-- EXERCISE DATA follows --
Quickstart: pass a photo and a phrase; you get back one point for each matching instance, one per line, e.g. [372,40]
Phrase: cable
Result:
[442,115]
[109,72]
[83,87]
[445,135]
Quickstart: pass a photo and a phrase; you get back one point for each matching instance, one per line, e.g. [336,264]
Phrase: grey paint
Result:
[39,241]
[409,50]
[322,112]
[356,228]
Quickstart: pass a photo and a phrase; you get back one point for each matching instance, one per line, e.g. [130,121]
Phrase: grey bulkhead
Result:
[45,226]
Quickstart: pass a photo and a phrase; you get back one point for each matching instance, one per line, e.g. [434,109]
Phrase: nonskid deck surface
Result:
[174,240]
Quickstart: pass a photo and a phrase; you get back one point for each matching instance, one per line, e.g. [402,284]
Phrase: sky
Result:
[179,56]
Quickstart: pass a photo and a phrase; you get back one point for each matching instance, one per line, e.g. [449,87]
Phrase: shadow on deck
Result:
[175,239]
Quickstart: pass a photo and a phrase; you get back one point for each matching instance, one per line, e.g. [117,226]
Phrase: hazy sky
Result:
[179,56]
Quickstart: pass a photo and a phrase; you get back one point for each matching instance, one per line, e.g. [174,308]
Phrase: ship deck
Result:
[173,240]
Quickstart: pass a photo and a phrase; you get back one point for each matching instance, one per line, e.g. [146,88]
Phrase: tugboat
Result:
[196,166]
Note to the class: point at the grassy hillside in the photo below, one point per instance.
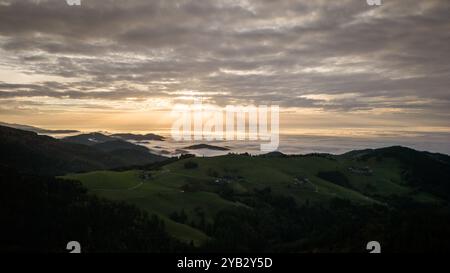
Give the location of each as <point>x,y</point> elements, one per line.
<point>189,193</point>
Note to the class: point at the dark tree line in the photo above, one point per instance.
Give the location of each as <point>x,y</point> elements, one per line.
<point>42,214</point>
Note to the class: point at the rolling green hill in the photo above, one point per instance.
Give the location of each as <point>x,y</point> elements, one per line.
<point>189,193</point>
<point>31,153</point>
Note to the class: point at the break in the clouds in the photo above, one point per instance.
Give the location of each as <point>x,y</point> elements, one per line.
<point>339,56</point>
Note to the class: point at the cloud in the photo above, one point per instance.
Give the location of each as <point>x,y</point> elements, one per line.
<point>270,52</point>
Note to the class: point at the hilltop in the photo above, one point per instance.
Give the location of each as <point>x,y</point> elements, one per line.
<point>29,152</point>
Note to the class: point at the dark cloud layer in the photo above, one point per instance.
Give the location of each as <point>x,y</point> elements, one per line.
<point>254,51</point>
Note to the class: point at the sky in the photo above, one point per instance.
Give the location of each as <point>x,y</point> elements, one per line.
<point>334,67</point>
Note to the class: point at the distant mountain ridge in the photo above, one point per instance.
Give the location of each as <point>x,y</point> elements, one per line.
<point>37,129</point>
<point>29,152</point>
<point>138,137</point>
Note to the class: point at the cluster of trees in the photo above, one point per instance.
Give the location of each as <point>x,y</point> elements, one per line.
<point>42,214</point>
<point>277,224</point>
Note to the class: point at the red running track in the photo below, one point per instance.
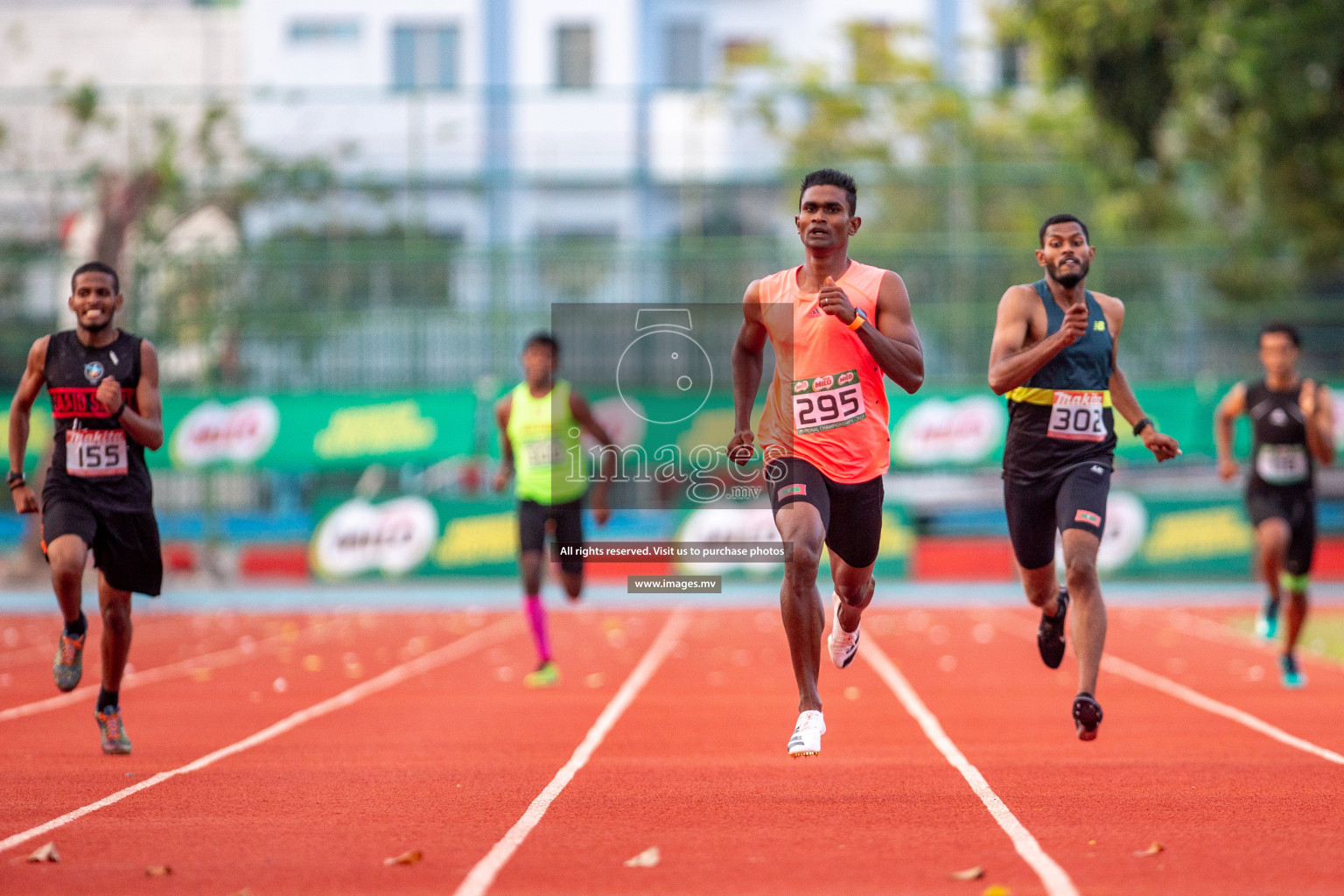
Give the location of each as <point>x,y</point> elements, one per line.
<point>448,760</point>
-- EXERCISE DATA concluded --
-- EXERCISE DATA follows --
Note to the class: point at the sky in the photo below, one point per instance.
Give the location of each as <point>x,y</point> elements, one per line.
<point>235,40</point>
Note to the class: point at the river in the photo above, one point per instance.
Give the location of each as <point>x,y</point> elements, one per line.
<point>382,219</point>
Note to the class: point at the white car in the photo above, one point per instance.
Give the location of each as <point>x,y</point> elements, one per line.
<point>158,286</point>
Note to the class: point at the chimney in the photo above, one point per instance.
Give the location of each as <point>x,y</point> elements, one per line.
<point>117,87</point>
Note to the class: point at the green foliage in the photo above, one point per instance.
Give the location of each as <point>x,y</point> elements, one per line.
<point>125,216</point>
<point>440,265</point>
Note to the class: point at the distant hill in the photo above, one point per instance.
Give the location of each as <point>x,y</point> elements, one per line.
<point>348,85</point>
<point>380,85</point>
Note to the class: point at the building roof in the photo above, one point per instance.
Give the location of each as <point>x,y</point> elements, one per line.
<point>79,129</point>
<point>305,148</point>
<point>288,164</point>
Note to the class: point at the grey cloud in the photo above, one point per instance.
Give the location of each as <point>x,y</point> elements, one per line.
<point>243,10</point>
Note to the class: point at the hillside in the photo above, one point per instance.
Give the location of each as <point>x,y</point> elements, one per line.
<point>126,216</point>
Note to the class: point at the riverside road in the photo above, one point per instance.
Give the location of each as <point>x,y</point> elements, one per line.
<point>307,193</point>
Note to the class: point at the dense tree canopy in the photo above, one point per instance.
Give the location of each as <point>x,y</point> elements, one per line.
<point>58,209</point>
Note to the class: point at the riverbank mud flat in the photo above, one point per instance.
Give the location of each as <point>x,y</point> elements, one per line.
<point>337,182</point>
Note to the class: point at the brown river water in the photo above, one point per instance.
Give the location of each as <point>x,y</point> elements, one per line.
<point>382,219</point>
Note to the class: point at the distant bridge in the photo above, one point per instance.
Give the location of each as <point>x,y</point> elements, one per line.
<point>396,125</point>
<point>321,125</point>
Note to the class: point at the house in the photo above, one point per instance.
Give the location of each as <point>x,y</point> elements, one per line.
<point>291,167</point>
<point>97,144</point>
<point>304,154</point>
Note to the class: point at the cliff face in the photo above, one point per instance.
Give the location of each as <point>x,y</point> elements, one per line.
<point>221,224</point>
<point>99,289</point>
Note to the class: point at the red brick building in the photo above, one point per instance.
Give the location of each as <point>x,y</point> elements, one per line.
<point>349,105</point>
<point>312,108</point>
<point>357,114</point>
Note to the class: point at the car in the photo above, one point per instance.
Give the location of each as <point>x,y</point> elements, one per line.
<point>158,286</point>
-- EXERCISE DATA concluded --
-- EXERCISE DATA follows --
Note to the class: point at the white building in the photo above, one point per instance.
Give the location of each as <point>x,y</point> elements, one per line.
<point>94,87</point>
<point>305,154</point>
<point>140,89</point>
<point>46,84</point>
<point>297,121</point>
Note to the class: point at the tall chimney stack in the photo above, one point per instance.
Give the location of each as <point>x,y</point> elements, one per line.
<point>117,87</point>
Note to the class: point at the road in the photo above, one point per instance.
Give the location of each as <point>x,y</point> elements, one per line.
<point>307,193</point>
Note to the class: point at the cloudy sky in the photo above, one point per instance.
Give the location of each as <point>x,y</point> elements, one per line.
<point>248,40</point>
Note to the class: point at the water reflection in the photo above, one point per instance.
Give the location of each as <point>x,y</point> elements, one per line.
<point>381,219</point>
-- EXERCISE DATA concluded --
◆ HOW TO COMPLETE THIS TASK:
Look above for the line holding "Note to the class: point at the rolling". Print it and every line after it, exactly, through the line holding "Note to the class: point at the cluster".

◆ RESPONSE TO THIS TASK:
Note to the class: point at the rolling green hill in the photo above, one point per instance.
Give the location of each as <point>x,y</point> elements, one per line.
<point>189,193</point>
<point>31,153</point>
Note to the class: point at the break in the clouds in the photo above, one point per instance.
Give the location of each as <point>x,y</point> elements, one per line.
<point>339,56</point>
Note to the class: point at the cloud in the photo above, one point per instance.
Give the location of each as <point>x,y</point> elements, one per line.
<point>270,52</point>
Note to the class: point at the hilltop in the photo above, one point per instance.
Give the location of each as <point>x,y</point> elements, one per line.
<point>29,152</point>
Note to the class: point at the dark cloud layer in the photo above, one point per instance.
Give the location of each as <point>x,y</point> elements, one per line.
<point>254,51</point>
Note to the class: point at the sky in the photo above, one point per instance.
Give the location of each as <point>x,y</point> elements, one per line.
<point>334,67</point>
Note to the class: point at the distant mountain ridge in the photo above, one point per instance.
Give the location of each as <point>x,y</point> elements, one per line.
<point>37,129</point>
<point>29,152</point>
<point>138,137</point>
Note to the class: point at the cluster of trees in the photo above, one point per instance.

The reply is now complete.